I write this as I sit at my desk on the day before it will be moved to my new apartment in our Jewish community’s new Legacy senior residence. This is my chance for a fresh beginning of a kind: something that not everyone gets to make — but a very welcome one — so late in life.
Parts of the process in readying for this move have been simple enough: Long undone matters (like having a locksmith drill open the desk drawer I inadvertently locked and have been living without for many months) have finally been taken care of. Some things have been harder, such as purging (although I really don’t like that word!) my clothing: I have made many donations to Goodwill — including 10 pairs of shoes — and to the Jewish Family Service resale shop — including the gray silk faille skirt and cream-colored lace blouse I wore to stand under the chuppah at the wedding of my son — who is now, already, the grandfather of two himself. (Amazingly, this outfit is still “stylish” today; I’m hoping that someone new will also choose it for an important family occasion. But of course, I’ll never know…)
Hardest of all: just saying goodbye to the rooms in which almost 40 years have been lived — with their not-surprisingly inevitable mix of happy and miserable times. This is the place where my late husband and I welcomed family and friends to our “Brisket Bash” every year on the evening after Thanksgiving. This is the place where my grandson Robert first visited me in my own home; next year I’ll be attending his wedding, and will surely regret that I so recently parted with that skirt and blouse! This is the place where we were living when I had both of my successful breast cancer surgeries but also broke my left leg so badly that I’ve depended on a cane ever since, the place where Fred’s breast cancer surgery (so unusual for a man) was not so successful — but he was able to be here, with me, until the five brief days in hospice that preceded his death.

···

* TASK INSTRUCTIONS
1. Edit the part of the essay on leaving a longtime home between "I write this" and "late in life.", inclusive, replacing "apartment" with "condo".
2. Extend the essay on leaving a longtime home, beginning right after its final sentence.

···

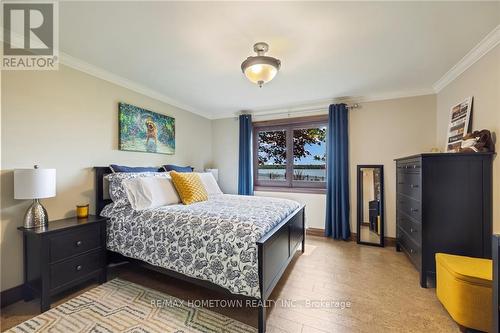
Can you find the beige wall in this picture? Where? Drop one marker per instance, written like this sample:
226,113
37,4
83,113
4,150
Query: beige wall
379,132
68,120
481,80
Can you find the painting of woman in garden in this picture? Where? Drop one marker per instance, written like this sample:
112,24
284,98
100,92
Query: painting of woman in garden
146,131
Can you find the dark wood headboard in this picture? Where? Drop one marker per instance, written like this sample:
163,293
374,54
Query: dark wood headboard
101,191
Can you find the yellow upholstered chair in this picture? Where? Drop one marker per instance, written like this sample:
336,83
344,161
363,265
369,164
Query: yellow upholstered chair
464,287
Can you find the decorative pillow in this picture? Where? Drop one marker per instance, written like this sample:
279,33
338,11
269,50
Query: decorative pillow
208,180
123,168
117,191
189,187
150,192
171,167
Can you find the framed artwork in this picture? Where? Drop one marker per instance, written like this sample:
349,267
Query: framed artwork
145,131
459,124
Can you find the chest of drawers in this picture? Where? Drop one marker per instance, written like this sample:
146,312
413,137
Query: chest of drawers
65,253
443,204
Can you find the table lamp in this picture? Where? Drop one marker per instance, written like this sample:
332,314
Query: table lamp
35,184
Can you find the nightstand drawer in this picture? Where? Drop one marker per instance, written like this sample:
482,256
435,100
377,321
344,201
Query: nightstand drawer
75,268
74,242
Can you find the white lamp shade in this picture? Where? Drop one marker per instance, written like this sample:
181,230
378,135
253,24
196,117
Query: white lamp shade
34,183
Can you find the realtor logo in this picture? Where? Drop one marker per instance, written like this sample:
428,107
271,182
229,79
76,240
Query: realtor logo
30,36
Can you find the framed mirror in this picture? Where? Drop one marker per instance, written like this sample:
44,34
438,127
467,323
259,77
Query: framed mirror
370,228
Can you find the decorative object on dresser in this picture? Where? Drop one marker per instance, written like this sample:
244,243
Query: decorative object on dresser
35,184
444,204
459,125
82,211
370,228
61,255
477,141
496,283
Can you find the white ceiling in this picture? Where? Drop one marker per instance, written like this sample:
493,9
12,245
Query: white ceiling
191,52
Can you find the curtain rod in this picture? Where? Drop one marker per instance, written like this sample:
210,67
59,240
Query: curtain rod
291,112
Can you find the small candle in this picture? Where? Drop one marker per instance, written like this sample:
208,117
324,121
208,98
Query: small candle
82,211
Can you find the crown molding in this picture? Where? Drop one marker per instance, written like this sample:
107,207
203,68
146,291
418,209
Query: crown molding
102,74
320,105
487,44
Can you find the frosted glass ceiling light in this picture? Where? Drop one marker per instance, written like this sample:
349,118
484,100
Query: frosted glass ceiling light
260,69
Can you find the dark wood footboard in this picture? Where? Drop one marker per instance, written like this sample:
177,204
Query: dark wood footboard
275,250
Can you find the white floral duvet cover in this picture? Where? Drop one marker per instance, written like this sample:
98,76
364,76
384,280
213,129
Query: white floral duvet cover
213,240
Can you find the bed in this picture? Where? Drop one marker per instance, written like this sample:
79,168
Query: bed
239,245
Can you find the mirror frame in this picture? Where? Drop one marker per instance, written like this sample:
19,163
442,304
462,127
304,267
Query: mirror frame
360,204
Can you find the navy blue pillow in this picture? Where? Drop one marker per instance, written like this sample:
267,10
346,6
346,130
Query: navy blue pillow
123,168
172,167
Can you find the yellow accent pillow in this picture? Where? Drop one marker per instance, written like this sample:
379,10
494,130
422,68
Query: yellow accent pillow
189,187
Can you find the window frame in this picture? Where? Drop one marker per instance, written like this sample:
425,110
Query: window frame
288,125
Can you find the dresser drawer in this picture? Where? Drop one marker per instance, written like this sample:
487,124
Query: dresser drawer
75,268
412,228
409,207
74,242
413,250
409,184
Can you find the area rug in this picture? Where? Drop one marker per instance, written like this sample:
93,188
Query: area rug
122,306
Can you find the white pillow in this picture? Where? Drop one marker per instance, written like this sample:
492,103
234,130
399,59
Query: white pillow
150,192
208,180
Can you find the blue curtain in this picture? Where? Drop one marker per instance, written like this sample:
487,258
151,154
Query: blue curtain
245,180
337,174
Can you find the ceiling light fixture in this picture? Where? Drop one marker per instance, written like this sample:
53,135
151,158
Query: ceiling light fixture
260,69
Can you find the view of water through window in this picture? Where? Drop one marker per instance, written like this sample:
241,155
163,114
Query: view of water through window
309,155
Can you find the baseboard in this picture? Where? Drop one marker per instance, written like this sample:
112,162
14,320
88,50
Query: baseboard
388,241
10,296
315,232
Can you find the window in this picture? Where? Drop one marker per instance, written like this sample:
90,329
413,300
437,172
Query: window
290,154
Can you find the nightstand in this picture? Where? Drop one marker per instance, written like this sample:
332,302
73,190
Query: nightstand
62,255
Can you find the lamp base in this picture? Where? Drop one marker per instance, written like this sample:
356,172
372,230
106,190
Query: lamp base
36,216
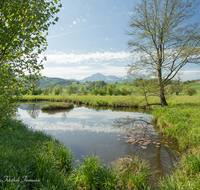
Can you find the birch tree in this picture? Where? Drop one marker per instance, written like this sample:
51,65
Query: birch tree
164,39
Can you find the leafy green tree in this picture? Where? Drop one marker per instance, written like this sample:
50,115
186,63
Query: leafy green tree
85,92
23,31
102,92
94,92
164,38
46,91
82,88
57,90
190,91
116,91
125,91
175,87
70,90
148,87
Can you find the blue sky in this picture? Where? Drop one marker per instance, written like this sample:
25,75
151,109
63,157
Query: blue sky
90,38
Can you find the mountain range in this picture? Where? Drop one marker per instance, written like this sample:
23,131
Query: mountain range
98,77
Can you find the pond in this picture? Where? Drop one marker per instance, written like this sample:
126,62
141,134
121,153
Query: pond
108,133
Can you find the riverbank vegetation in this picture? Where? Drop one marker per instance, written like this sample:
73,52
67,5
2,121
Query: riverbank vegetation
33,160
57,106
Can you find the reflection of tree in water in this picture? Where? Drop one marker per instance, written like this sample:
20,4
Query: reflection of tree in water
142,140
33,110
63,111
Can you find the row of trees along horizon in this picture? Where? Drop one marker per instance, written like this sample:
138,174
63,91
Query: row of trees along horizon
162,34
145,87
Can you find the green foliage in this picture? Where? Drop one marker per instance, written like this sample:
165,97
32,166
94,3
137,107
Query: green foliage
133,173
47,81
46,91
190,91
116,91
90,174
155,36
102,92
57,106
186,176
24,152
23,31
70,90
94,92
57,90
82,88
85,92
37,91
125,91
109,91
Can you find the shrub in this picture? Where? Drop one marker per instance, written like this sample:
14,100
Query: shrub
85,92
102,92
133,173
109,91
190,91
94,92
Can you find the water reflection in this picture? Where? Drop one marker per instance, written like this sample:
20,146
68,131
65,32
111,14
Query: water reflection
33,110
141,139
87,130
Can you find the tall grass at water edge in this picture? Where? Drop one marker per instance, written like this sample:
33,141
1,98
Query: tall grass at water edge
26,154
180,121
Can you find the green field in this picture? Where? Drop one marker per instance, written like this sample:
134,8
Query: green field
40,157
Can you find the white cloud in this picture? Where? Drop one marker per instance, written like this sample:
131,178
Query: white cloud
81,72
63,58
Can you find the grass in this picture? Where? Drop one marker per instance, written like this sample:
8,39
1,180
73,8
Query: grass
133,173
33,160
24,152
57,106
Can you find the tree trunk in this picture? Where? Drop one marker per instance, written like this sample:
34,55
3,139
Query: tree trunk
161,88
163,99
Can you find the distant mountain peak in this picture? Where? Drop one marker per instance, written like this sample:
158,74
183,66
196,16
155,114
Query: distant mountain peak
99,77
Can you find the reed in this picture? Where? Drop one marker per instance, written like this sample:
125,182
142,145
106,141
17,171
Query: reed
57,106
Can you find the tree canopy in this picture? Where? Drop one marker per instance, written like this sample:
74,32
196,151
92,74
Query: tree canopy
23,31
163,39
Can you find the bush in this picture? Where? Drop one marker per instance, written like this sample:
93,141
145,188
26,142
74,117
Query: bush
109,91
190,91
94,92
102,92
85,92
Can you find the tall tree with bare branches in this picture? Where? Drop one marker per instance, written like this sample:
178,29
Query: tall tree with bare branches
164,39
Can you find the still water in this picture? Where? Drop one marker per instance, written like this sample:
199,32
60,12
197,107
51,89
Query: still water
110,134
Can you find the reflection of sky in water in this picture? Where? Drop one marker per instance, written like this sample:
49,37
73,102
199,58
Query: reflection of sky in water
88,131
82,119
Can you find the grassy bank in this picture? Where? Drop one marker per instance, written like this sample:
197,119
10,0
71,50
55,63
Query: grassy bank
33,160
180,121
57,106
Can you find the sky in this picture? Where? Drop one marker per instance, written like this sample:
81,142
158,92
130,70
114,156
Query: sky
90,38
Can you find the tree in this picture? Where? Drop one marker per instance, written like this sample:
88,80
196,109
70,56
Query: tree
84,92
94,92
70,90
23,31
57,90
163,39
109,91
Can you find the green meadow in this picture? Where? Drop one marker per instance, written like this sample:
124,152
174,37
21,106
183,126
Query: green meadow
38,156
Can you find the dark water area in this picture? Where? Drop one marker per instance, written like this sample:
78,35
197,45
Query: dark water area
108,133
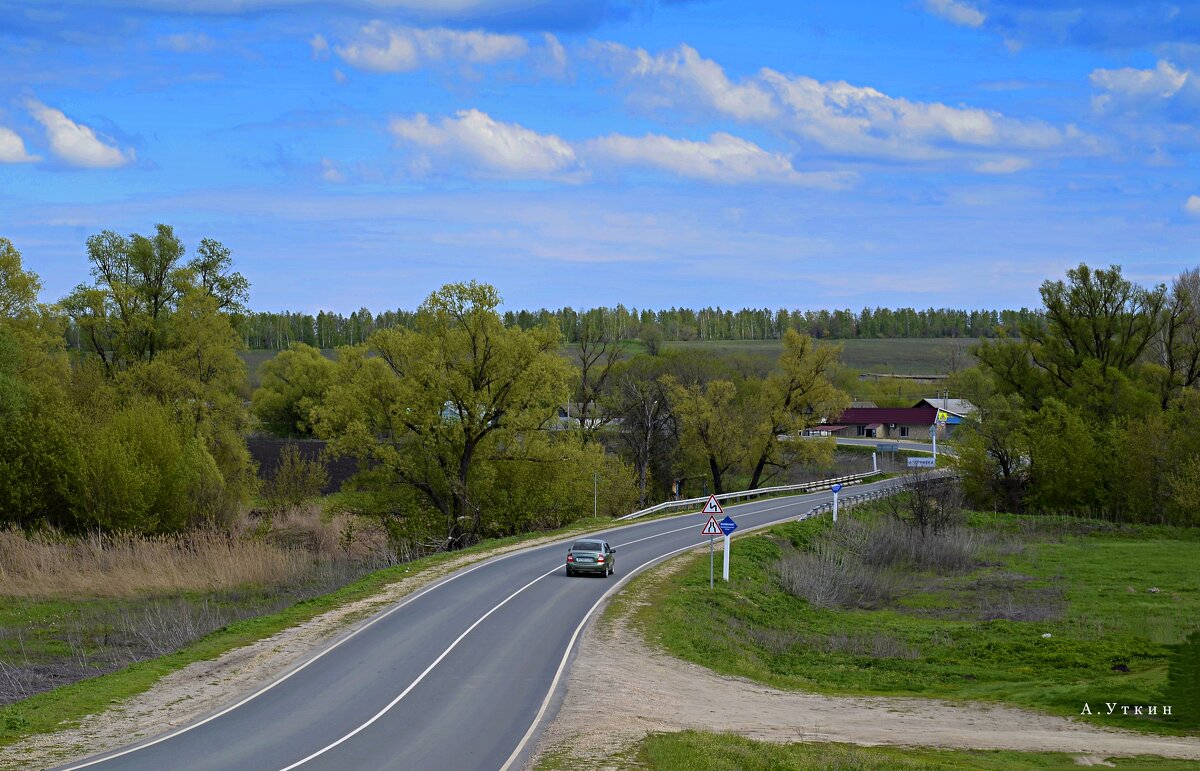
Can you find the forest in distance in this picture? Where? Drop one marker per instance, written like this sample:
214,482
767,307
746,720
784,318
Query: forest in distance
125,404
327,329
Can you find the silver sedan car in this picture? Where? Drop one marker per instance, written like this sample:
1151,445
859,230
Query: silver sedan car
589,555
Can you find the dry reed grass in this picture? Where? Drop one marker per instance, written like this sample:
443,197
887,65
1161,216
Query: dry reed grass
281,551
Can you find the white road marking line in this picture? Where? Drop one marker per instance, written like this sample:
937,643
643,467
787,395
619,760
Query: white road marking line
420,677
570,644
384,615
275,682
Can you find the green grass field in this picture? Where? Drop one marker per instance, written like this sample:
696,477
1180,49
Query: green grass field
65,706
1116,603
695,751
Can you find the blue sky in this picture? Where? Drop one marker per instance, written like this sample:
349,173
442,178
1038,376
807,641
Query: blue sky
735,153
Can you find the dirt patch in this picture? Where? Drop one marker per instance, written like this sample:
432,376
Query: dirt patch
659,693
205,687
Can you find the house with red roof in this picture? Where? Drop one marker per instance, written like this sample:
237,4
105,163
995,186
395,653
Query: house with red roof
897,423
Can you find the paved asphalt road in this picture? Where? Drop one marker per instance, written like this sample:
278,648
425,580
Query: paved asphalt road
461,675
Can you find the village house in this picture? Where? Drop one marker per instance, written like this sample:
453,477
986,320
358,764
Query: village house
898,423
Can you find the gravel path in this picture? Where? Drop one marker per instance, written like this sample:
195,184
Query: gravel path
654,692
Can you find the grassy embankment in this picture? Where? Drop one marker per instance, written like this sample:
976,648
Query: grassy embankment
852,613
695,751
102,589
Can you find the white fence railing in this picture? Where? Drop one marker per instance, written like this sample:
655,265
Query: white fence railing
805,486
846,501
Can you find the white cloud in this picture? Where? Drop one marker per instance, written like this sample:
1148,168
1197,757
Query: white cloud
724,159
960,13
475,137
381,47
1009,165
682,77
1129,88
186,42
76,143
12,148
319,47
840,117
330,173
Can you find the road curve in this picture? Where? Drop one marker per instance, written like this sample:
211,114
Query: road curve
456,676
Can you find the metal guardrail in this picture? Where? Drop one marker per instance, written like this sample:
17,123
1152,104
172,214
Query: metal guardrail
807,486
849,501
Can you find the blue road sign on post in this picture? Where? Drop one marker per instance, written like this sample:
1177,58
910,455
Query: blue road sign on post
727,526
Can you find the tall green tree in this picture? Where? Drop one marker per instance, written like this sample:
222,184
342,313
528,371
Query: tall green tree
799,394
426,406
292,386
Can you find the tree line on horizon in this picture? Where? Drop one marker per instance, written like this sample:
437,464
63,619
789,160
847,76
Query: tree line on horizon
328,329
141,423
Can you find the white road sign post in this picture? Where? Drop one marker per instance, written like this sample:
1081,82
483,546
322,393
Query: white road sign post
727,526
711,529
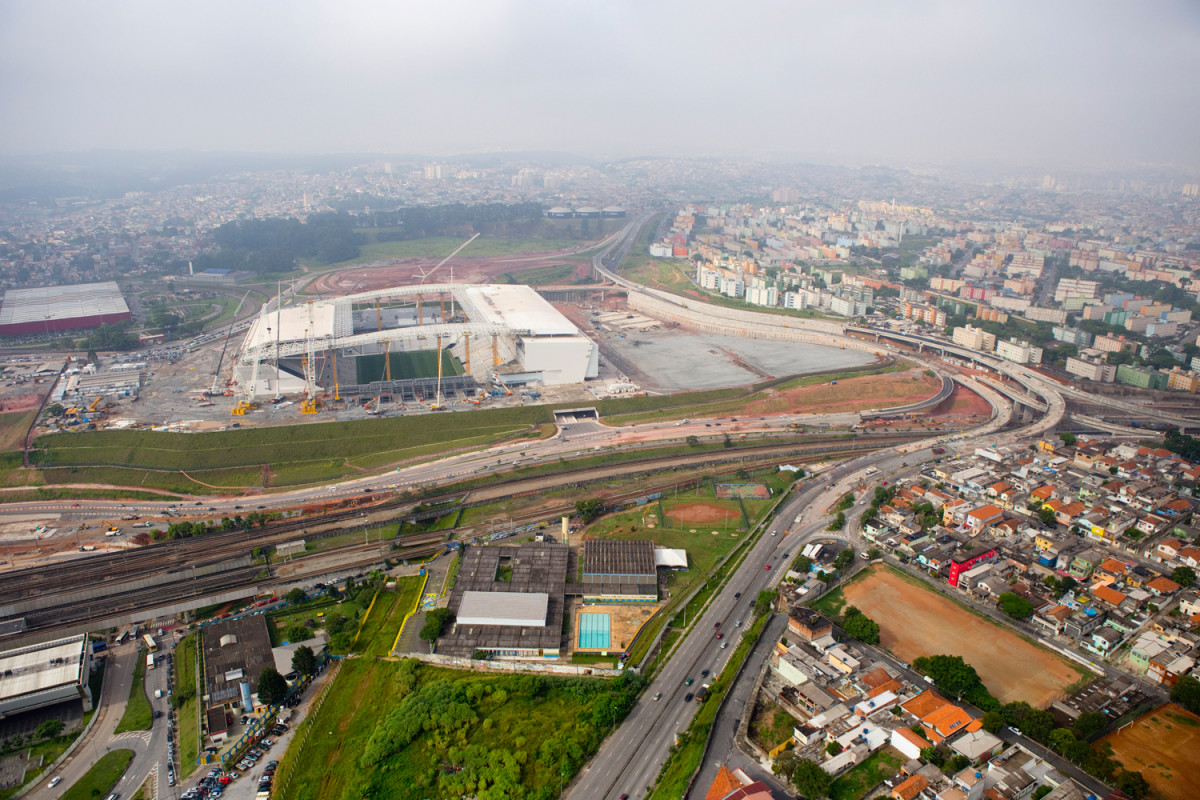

···

* RESPONSES BY ITEM NUMBER
1.
I write this as I sit at my desk on the day before it will be moved to my new condo in our Jewish community’s new Legacy senior residence. This is my chance for a fresh beginning of a kind: something that not everyone gets to make — but a very welcome one — so late in life.

2.
And now: after seven years here alone, I’m also leaving. But I am thrilled that family will continue to live here: Son Mike is moving in as soon as I move out! He will, of course, start other very different traditions of his own, but the memories of his father’s good life in this same house should help sustain the past as he creates a new present for himself. As I will do at the new Legacy…
I especially look forward to less housework and no cooking to speak of! I never did like to cook, but that’s what a good Jewish wife always used to do, yes? Of my three granddaughters, two — much as I have always done — get away with as little cooking as they can, but the third loves her kitchen and doing creative things in it: She requested my original cornflower-blue design Corning Ware from the ‘50s, and I’ve been happy to comply; the others have chosen other things, but their choices have also related to this house’s past; how could they not, after such a long time?
So I will also learn to love my new life — differently, but still love it. And as I move from the old, I anticipate future “reunions” with souvenirs of the place where I’m now saying my farewells. Those family visits will happen when the pandemic — like my tenure in this house — will also be a thing of the past. Wish me good luck, please!